- Data excerpts -
═══

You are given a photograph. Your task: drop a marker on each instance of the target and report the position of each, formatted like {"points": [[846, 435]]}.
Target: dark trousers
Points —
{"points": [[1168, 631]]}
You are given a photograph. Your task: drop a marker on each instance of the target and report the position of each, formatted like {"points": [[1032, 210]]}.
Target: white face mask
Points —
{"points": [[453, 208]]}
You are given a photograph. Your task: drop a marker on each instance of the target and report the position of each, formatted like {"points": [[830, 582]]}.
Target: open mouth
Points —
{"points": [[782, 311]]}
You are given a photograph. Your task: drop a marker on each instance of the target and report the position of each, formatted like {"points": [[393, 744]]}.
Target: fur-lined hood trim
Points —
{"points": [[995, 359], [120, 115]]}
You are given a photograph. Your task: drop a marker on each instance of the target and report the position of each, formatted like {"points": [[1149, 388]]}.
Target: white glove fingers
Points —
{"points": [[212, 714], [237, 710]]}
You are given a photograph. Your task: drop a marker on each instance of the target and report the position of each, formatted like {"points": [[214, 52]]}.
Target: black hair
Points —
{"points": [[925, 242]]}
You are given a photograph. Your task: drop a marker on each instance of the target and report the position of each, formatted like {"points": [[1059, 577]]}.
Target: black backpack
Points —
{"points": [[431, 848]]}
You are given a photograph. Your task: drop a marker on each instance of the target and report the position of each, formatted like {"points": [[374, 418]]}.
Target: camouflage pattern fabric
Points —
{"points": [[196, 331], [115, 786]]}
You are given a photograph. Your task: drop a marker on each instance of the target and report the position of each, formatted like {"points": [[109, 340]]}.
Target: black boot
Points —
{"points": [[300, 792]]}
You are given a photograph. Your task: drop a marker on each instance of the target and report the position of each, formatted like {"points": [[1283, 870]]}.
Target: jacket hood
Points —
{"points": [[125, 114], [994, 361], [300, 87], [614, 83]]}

═══

- Exercise -
Return every line of the material that contains the word "white", treating uppercase and lowercase letters as distinct.

- Correct response -
Target: white face mask
Target: white glove fingers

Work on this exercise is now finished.